Required work
Convert all of the data below into a Markdown table with the columns Row and Text, placing each line's number under Row and the line itself under Text and omitting any blank lines.

Data entries

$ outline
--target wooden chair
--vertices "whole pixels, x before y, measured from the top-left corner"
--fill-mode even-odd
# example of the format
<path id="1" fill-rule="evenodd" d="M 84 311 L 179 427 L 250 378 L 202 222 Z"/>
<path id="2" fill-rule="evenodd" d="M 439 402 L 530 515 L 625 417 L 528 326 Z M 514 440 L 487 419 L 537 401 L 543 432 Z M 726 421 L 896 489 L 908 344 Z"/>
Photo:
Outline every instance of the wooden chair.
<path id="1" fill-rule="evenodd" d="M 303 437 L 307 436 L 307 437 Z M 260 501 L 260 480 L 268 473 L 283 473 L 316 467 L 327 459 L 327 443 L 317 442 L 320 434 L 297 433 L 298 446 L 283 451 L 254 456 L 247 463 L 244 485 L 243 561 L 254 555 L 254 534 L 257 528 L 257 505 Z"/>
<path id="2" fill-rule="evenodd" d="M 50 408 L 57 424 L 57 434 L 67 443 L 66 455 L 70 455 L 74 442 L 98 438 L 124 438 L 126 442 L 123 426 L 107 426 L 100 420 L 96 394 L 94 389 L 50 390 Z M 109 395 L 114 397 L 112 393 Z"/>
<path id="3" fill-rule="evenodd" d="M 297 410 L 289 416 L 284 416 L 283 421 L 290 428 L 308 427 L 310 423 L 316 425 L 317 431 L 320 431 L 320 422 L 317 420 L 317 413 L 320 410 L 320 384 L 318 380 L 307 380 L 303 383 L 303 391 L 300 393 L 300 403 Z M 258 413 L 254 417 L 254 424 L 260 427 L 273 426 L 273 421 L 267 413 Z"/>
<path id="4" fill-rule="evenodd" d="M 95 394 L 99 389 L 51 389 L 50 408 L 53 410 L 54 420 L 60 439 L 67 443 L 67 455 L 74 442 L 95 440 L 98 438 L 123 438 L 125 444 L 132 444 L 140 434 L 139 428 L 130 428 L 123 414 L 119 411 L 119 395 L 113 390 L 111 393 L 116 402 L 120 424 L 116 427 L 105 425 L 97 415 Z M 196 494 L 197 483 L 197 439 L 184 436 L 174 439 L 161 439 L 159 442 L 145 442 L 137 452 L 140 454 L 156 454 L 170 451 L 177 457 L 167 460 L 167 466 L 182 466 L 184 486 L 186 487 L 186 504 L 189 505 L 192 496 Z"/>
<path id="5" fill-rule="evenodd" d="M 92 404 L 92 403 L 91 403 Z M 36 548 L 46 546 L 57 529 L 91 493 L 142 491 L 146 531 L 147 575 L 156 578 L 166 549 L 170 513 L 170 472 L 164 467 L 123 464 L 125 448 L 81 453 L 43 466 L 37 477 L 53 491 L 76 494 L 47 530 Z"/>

Finished task
| Row | Text |
|---|---|
| 1 | $ outline |
| 2 | --target wooden chair |
| 3 | --vertices "whole pixels, x before y, measured from the top-left corner" |
| 4 | --fill-mode even-odd |
| 5 | # example of the format |
| 6 | <path id="1" fill-rule="evenodd" d="M 84 311 L 179 427 L 250 378 L 202 222 Z"/> |
| 7 | <path id="2" fill-rule="evenodd" d="M 439 402 L 530 515 L 625 417 L 528 326 Z M 514 440 L 487 419 L 537 401 L 543 432 Z M 726 421 L 896 489 L 908 344 Z"/> |
| 8 | Photo: |
| 9 | Outline every instance of the wooden chair. |
| 10 | <path id="1" fill-rule="evenodd" d="M 303 437 L 307 436 L 307 437 Z M 260 501 L 260 480 L 268 473 L 283 473 L 316 467 L 327 459 L 327 443 L 317 442 L 320 434 L 297 433 L 298 446 L 283 451 L 254 456 L 247 463 L 244 485 L 243 561 L 254 555 L 254 534 L 257 528 L 257 505 Z"/> |
| 11 | <path id="2" fill-rule="evenodd" d="M 50 408 L 57 424 L 57 434 L 67 443 L 66 455 L 70 455 L 74 442 L 98 438 L 124 438 L 126 442 L 123 426 L 107 426 L 100 420 L 96 394 L 94 389 L 50 390 Z M 109 395 L 114 397 L 112 393 Z"/> |
| 12 | <path id="3" fill-rule="evenodd" d="M 297 410 L 289 416 L 284 416 L 283 421 L 290 428 L 308 427 L 310 423 L 316 425 L 317 431 L 320 431 L 320 422 L 317 420 L 317 413 L 320 410 L 320 384 L 318 380 L 307 380 L 303 383 L 303 391 L 300 393 L 300 403 Z M 258 413 L 254 417 L 254 424 L 260 427 L 273 426 L 273 421 L 267 413 Z"/> |
| 13 | <path id="4" fill-rule="evenodd" d="M 95 394 L 99 389 L 51 389 L 50 408 L 53 410 L 54 420 L 60 439 L 67 443 L 67 455 L 74 442 L 95 440 L 98 438 L 123 438 L 125 444 L 132 444 L 140 434 L 139 428 L 130 428 L 123 414 L 119 411 L 119 395 L 113 390 L 111 393 L 116 402 L 120 424 L 116 427 L 105 425 L 97 415 Z M 196 494 L 197 483 L 197 439 L 184 436 L 174 439 L 161 439 L 159 442 L 145 442 L 137 452 L 140 454 L 156 454 L 170 451 L 177 457 L 167 460 L 167 466 L 182 466 L 184 486 L 186 487 L 186 504 L 189 505 L 192 496 Z"/> |
| 14 | <path id="5" fill-rule="evenodd" d="M 92 404 L 92 403 L 91 403 Z M 36 548 L 46 546 L 57 529 L 91 493 L 142 491 L 146 531 L 147 575 L 156 578 L 166 549 L 170 513 L 170 472 L 164 467 L 123 464 L 125 448 L 81 453 L 43 466 L 37 477 L 53 491 L 76 494 L 47 530 Z"/> |